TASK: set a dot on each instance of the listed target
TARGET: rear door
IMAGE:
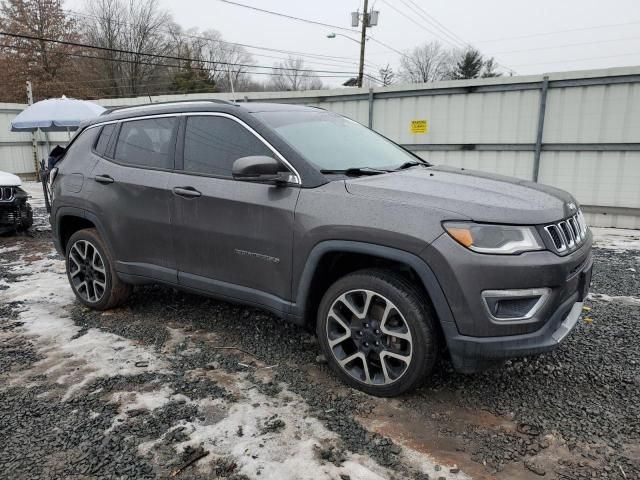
(233, 238)
(131, 196)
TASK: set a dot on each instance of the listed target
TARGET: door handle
(103, 179)
(187, 192)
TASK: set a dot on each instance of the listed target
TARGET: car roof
(125, 112)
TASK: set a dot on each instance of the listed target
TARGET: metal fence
(579, 131)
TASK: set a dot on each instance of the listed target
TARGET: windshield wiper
(356, 171)
(411, 164)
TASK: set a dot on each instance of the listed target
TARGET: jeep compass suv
(326, 223)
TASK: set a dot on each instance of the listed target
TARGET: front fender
(424, 272)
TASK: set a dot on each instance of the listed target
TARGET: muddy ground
(173, 384)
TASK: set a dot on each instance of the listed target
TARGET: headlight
(500, 239)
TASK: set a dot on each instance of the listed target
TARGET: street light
(358, 80)
(334, 35)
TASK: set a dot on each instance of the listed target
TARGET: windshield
(332, 142)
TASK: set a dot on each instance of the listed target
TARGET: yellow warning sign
(419, 126)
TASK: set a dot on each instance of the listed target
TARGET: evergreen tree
(489, 69)
(469, 66)
(387, 75)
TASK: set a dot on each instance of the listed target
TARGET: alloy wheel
(369, 337)
(87, 271)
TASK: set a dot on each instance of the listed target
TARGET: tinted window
(212, 144)
(103, 139)
(146, 143)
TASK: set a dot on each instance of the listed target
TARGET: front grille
(9, 216)
(568, 234)
(6, 194)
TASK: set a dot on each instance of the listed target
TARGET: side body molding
(428, 278)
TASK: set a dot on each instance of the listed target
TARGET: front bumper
(474, 338)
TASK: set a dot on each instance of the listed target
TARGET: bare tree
(50, 66)
(427, 63)
(225, 61)
(137, 26)
(291, 75)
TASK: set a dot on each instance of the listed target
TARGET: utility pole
(34, 141)
(369, 19)
(363, 41)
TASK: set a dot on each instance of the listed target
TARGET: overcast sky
(554, 35)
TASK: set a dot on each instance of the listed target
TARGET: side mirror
(259, 168)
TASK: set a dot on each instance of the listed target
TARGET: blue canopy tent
(54, 115)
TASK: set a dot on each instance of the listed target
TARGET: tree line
(141, 50)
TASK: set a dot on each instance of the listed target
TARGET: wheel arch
(321, 270)
(70, 220)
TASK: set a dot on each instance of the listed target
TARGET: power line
(341, 59)
(412, 20)
(277, 71)
(305, 20)
(290, 17)
(555, 32)
(573, 60)
(570, 45)
(143, 62)
(434, 21)
(153, 55)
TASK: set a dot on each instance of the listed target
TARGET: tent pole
(34, 140)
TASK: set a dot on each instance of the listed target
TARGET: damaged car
(15, 211)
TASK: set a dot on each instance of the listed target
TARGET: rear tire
(377, 332)
(91, 273)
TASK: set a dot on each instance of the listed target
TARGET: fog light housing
(514, 305)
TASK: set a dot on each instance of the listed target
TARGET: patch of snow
(601, 297)
(288, 451)
(616, 238)
(45, 293)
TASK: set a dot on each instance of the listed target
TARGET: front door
(232, 238)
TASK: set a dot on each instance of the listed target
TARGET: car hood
(479, 196)
(9, 180)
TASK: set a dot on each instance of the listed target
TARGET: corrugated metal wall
(589, 142)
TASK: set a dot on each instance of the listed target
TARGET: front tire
(91, 274)
(377, 332)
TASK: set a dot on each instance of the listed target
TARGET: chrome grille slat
(568, 234)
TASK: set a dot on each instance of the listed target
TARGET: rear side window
(146, 143)
(103, 139)
(212, 144)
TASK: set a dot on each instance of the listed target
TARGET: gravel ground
(176, 384)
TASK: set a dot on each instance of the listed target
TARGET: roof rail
(142, 106)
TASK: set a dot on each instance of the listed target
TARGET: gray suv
(328, 224)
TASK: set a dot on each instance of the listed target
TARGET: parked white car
(15, 211)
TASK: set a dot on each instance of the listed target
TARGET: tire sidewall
(92, 237)
(415, 315)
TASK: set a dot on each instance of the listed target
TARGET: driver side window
(213, 143)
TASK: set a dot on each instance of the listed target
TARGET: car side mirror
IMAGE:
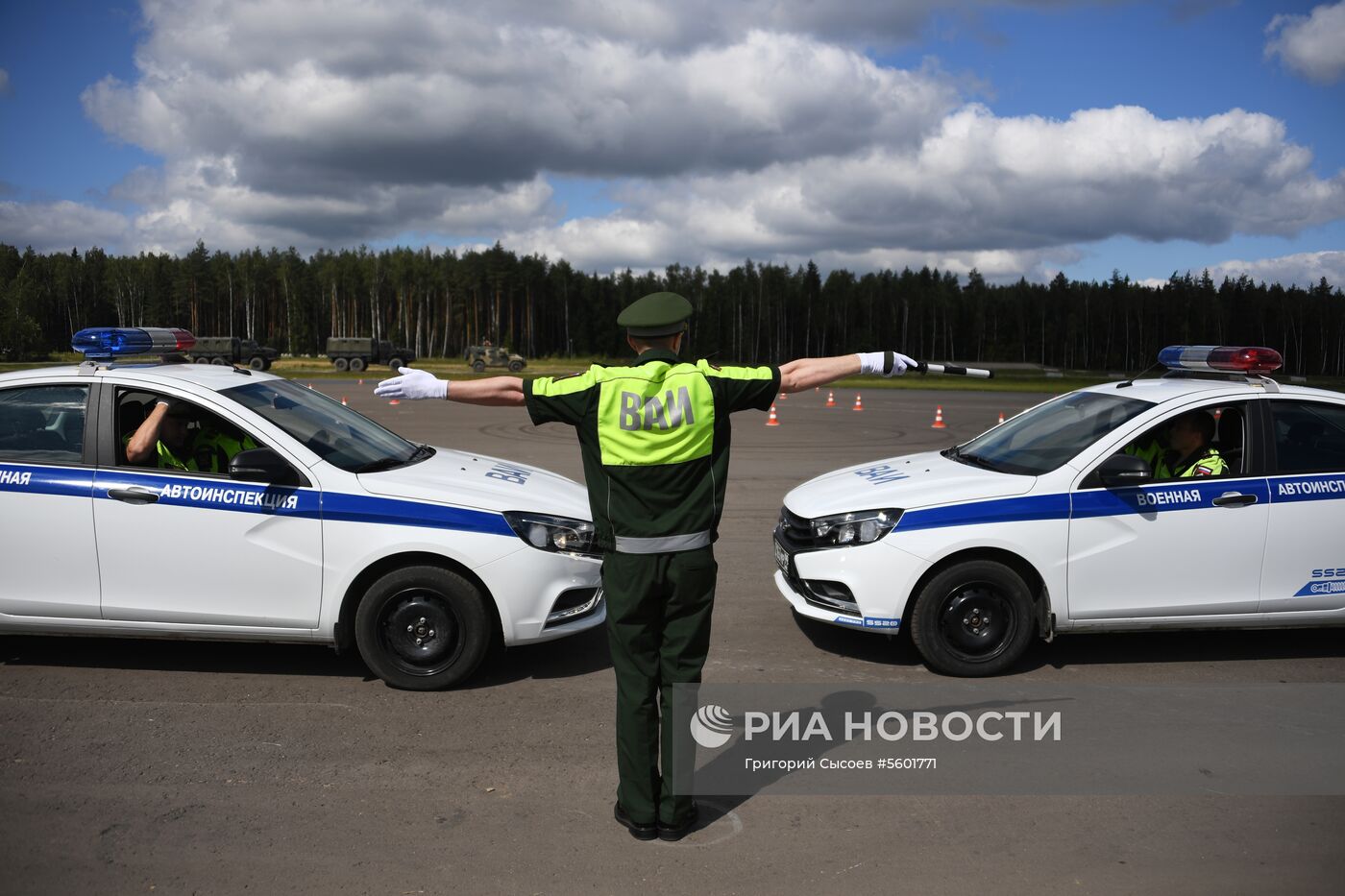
(1119, 472)
(262, 465)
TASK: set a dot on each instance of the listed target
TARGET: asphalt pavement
(178, 767)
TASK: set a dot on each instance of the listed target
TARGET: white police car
(331, 529)
(1044, 525)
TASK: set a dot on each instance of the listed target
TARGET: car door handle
(134, 496)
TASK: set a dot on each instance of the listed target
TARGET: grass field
(1015, 379)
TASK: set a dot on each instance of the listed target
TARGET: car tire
(972, 619)
(441, 610)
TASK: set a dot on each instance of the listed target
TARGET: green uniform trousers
(658, 624)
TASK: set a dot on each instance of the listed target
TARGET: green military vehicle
(356, 352)
(232, 350)
(481, 356)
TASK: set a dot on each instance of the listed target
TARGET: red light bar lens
(1253, 359)
(1224, 358)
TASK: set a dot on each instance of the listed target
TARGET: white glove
(412, 383)
(885, 363)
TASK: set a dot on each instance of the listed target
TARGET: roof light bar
(1250, 359)
(120, 342)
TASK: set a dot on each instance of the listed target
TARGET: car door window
(1224, 430)
(43, 424)
(1308, 436)
(188, 439)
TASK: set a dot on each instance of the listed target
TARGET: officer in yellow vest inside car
(654, 437)
(167, 442)
(1187, 452)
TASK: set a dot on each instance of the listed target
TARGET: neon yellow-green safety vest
(655, 443)
(1207, 463)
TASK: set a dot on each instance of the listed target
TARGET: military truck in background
(358, 354)
(481, 356)
(232, 350)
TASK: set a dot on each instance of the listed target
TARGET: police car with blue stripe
(1088, 513)
(315, 525)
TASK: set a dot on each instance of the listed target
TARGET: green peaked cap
(658, 314)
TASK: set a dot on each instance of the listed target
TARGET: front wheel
(423, 628)
(972, 619)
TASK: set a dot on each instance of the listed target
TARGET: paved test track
(131, 767)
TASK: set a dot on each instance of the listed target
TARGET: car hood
(488, 483)
(905, 482)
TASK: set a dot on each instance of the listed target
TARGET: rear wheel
(423, 628)
(972, 619)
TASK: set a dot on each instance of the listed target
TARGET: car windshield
(1045, 437)
(326, 426)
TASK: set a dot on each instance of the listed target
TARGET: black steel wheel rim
(419, 633)
(977, 621)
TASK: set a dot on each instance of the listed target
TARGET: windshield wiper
(420, 452)
(971, 460)
(382, 463)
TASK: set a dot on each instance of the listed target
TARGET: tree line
(440, 303)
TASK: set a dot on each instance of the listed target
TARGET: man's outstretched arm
(807, 373)
(501, 392)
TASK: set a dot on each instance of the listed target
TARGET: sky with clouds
(1015, 136)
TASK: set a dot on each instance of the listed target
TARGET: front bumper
(544, 596)
(860, 587)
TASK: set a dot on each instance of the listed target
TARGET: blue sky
(479, 163)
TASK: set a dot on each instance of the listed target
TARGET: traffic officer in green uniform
(655, 444)
(1187, 453)
(165, 440)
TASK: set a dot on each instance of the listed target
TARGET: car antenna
(1132, 381)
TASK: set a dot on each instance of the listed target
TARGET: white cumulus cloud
(726, 131)
(1311, 44)
(1305, 269)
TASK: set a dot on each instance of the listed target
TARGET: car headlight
(558, 534)
(858, 527)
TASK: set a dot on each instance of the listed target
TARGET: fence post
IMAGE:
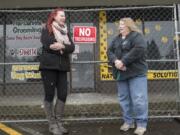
(176, 16)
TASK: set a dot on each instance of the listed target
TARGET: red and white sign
(84, 34)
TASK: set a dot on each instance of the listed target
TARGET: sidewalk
(79, 105)
(155, 127)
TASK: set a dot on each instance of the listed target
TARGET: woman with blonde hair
(127, 55)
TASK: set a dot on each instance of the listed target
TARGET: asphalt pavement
(155, 127)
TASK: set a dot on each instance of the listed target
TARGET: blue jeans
(133, 99)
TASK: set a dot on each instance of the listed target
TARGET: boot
(59, 111)
(53, 127)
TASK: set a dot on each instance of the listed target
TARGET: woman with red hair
(54, 65)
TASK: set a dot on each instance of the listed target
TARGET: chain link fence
(92, 91)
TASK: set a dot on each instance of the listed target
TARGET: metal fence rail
(92, 90)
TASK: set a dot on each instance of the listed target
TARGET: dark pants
(54, 79)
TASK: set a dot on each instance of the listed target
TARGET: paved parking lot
(155, 127)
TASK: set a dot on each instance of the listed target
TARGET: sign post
(84, 34)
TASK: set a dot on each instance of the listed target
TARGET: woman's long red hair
(51, 19)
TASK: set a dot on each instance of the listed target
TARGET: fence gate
(21, 91)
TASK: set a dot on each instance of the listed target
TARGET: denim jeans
(133, 99)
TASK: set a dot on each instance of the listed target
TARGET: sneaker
(126, 127)
(140, 131)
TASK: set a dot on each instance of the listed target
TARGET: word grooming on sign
(84, 34)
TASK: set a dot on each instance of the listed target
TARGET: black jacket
(53, 60)
(132, 52)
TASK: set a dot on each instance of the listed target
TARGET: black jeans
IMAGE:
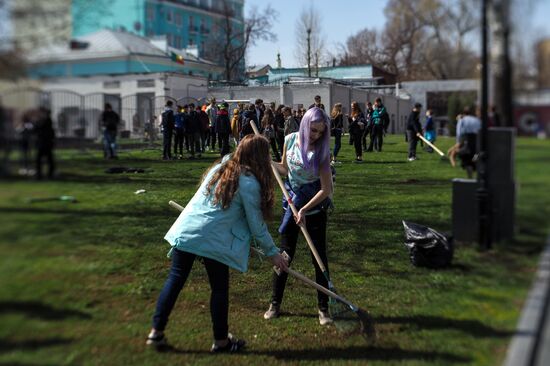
(316, 225)
(218, 276)
(223, 138)
(337, 142)
(194, 143)
(357, 144)
(167, 144)
(45, 152)
(377, 137)
(178, 141)
(413, 140)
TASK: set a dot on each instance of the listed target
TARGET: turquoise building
(186, 24)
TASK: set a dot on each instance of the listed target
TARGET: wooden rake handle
(294, 273)
(295, 212)
(430, 144)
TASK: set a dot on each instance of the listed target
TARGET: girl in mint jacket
(226, 212)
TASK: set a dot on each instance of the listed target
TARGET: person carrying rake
(230, 206)
(306, 163)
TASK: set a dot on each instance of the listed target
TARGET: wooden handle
(294, 273)
(430, 144)
(295, 211)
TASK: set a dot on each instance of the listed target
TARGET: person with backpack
(357, 124)
(193, 128)
(110, 121)
(380, 122)
(291, 125)
(248, 115)
(413, 129)
(212, 112)
(268, 127)
(368, 129)
(230, 208)
(167, 124)
(337, 127)
(223, 127)
(179, 128)
(306, 163)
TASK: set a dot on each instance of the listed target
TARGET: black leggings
(218, 276)
(316, 225)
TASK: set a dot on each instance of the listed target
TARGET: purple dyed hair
(322, 145)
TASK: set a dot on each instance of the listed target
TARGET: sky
(342, 18)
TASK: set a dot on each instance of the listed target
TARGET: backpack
(168, 120)
(246, 127)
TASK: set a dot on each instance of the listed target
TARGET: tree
(309, 39)
(232, 37)
(422, 39)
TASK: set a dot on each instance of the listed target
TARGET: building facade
(185, 23)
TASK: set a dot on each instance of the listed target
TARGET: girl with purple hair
(306, 163)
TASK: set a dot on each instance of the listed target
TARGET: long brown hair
(355, 109)
(336, 110)
(252, 157)
(268, 118)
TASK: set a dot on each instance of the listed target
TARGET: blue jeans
(109, 143)
(337, 142)
(218, 276)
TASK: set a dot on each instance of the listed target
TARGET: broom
(347, 317)
(443, 157)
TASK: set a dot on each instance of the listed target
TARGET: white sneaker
(324, 318)
(272, 312)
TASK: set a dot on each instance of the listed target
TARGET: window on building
(111, 84)
(178, 19)
(150, 12)
(147, 83)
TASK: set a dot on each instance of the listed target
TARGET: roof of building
(336, 72)
(105, 43)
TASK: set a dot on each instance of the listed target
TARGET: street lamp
(309, 52)
(483, 194)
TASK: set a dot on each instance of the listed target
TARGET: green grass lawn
(79, 281)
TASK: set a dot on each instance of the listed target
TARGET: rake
(347, 317)
(443, 157)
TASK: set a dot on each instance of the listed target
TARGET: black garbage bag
(427, 247)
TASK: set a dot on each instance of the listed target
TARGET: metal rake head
(352, 321)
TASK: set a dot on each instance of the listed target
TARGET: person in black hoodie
(45, 137)
(413, 128)
(356, 127)
(223, 127)
(193, 130)
(167, 124)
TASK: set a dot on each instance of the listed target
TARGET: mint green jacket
(209, 231)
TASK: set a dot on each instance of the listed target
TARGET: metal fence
(78, 116)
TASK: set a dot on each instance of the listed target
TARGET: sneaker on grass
(233, 345)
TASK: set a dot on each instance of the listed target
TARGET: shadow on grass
(31, 344)
(473, 327)
(35, 309)
(350, 353)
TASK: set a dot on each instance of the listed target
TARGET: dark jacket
(223, 124)
(355, 127)
(193, 124)
(380, 116)
(413, 122)
(337, 123)
(110, 120)
(45, 134)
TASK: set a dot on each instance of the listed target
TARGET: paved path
(530, 345)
+ + + + + + +
# What to do
Reproduce, with no other lines, the one containing "TARGET: metal rake head" and all lines after it through the end of the data above.

# Expected answer
TARGET: metal rake head
(352, 321)
TASK: set a dot on each instance of the listed target
TARGET: person in black hoodie
(45, 137)
(413, 128)
(356, 127)
(223, 127)
(193, 130)
(167, 124)
TASK: set a dot on each instance of the listed target
TARGET: mint green jacket
(209, 231)
TASK: set a dot on each instance of the listed target
TARGET: metal fence
(78, 116)
TASK: set a dot on each instance of the listed target
TARGET: sneaker on grass
(233, 345)
TASK: set a dot on each instance of the listed target
TARGET: shadow on grass
(31, 344)
(473, 327)
(35, 309)
(350, 353)
TASK: set a dot on each instance of the listed target
TARGET: dark jacket
(223, 124)
(355, 127)
(193, 124)
(380, 116)
(413, 122)
(337, 123)
(110, 120)
(45, 134)
TASK: set a dot on each instance of the listed target
TARGET: paved path
(530, 345)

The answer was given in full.